▶ Entries from a point annotation set:
....
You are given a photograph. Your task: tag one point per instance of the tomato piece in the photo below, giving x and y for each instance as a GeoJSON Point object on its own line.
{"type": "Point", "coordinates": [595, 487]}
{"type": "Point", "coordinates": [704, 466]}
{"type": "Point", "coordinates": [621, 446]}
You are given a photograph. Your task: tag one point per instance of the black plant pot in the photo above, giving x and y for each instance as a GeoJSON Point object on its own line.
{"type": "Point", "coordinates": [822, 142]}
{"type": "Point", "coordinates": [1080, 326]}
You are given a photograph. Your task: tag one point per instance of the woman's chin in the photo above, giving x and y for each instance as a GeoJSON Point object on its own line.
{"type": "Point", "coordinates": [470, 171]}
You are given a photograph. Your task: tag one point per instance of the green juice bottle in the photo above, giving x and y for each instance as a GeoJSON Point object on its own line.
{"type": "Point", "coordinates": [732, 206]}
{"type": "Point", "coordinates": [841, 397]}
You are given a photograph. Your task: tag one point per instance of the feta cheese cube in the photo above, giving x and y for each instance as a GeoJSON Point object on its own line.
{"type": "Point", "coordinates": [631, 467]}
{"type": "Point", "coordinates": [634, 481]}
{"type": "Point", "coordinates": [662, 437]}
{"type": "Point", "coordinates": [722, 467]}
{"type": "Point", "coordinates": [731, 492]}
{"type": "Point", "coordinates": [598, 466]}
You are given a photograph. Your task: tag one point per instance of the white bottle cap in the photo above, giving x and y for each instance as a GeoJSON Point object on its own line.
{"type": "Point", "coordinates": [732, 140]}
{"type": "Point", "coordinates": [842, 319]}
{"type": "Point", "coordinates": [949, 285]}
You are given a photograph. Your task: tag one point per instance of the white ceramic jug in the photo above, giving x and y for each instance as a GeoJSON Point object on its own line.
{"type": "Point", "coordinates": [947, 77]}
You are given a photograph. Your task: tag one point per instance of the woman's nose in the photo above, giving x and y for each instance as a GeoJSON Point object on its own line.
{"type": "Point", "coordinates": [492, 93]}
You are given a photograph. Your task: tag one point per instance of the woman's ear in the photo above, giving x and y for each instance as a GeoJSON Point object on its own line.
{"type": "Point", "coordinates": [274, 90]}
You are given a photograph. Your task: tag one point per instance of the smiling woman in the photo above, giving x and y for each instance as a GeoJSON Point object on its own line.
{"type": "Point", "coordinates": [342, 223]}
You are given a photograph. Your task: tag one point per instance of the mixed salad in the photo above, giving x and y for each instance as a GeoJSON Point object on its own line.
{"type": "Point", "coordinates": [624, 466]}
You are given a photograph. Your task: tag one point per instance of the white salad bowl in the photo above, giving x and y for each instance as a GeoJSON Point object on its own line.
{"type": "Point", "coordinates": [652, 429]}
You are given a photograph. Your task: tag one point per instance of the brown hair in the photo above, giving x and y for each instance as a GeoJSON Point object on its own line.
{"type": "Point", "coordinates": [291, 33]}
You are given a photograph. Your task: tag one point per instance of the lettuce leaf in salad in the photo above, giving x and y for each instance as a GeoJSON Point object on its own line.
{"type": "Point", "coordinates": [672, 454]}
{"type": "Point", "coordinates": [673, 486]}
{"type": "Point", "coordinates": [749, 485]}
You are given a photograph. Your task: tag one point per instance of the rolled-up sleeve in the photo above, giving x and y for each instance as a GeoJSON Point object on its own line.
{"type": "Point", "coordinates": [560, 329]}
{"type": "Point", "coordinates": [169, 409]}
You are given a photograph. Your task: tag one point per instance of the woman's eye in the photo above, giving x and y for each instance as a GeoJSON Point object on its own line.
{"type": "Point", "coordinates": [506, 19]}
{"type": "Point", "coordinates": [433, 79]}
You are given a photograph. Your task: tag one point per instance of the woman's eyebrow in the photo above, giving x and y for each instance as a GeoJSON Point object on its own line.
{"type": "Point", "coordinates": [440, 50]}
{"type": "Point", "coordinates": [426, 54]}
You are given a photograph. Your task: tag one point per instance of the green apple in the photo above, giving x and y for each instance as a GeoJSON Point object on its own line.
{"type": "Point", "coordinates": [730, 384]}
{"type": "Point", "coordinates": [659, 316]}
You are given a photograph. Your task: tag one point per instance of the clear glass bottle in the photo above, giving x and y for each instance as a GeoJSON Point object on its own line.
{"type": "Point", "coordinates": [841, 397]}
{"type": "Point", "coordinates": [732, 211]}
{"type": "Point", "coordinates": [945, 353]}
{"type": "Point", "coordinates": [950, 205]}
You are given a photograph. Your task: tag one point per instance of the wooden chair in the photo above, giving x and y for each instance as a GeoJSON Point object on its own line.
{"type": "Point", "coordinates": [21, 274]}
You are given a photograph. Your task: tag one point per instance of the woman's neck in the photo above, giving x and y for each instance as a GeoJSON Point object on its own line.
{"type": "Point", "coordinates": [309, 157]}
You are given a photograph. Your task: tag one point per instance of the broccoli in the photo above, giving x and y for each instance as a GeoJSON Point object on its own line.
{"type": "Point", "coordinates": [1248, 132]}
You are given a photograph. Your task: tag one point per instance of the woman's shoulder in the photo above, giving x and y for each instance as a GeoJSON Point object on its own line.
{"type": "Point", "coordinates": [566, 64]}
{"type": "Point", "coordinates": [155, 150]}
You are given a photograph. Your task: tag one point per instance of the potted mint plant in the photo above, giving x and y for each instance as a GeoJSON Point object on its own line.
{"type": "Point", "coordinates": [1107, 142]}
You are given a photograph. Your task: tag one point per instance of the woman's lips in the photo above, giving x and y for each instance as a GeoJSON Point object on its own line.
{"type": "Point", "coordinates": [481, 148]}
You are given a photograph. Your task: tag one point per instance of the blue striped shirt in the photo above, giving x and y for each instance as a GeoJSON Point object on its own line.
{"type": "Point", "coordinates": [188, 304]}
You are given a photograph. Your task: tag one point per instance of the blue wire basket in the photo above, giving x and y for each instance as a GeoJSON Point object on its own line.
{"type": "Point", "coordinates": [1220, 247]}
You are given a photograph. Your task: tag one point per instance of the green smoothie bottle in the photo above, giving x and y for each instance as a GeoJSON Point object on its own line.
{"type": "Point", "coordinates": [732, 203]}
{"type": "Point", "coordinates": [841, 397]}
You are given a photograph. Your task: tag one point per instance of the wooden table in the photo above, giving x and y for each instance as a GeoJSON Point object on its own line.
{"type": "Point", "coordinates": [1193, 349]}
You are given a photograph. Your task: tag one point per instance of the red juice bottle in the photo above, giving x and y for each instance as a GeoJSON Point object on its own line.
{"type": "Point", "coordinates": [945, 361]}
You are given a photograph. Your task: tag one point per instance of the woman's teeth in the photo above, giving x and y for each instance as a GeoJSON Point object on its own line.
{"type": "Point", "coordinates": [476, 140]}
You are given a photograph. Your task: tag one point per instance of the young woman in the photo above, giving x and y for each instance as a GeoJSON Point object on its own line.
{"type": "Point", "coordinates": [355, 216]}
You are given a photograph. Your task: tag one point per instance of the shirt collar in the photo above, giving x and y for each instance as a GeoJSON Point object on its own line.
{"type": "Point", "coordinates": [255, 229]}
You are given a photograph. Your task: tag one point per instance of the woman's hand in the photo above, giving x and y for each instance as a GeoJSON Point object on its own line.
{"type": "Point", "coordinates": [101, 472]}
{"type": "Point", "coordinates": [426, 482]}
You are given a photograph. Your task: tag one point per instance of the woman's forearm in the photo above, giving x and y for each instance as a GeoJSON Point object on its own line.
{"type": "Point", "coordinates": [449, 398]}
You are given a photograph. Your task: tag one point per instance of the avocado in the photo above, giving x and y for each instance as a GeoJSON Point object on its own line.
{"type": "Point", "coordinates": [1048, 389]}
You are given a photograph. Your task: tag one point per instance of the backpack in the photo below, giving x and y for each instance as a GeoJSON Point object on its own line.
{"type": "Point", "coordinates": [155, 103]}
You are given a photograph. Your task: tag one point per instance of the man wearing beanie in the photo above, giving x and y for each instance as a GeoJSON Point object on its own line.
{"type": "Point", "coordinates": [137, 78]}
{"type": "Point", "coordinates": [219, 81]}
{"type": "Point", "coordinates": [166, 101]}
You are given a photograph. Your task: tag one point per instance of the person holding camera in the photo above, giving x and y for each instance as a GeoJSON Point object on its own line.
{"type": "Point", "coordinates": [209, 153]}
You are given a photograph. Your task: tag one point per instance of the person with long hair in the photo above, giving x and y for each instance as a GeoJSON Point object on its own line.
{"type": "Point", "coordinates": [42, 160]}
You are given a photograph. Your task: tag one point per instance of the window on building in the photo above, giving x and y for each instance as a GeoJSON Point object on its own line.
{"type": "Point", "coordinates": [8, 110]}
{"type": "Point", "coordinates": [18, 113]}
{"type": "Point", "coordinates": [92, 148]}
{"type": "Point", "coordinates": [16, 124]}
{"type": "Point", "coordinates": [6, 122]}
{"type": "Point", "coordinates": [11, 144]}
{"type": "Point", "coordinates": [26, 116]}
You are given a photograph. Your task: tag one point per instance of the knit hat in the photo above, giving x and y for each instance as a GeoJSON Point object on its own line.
....
▶ TASK INSTRUCTIONS: Only the lines from the one that contains "the person with" through the last line should be repeated, each exactly as it stands, with both ends included.

▶ THE SOLUTION:
You are given a photograph. Your task: tag one point per instance of the person with long hair in the photo above, giving x and y for each instance as a GeoJSON Point object on its own line.
{"type": "Point", "coordinates": [42, 160]}
You are given a photograph. Your task: tag one point per instance of the window on building in the photo above, giving x and y for each instance as a GeoJSON Point object on its own line.
{"type": "Point", "coordinates": [8, 110]}
{"type": "Point", "coordinates": [18, 113]}
{"type": "Point", "coordinates": [92, 148]}
{"type": "Point", "coordinates": [16, 124]}
{"type": "Point", "coordinates": [6, 122]}
{"type": "Point", "coordinates": [11, 144]}
{"type": "Point", "coordinates": [26, 116]}
You are given a photograph. Your task: tag one point per instance of the knit hat in the photo above, giving x and y for each instance as a GeoJSON Point object on its own line.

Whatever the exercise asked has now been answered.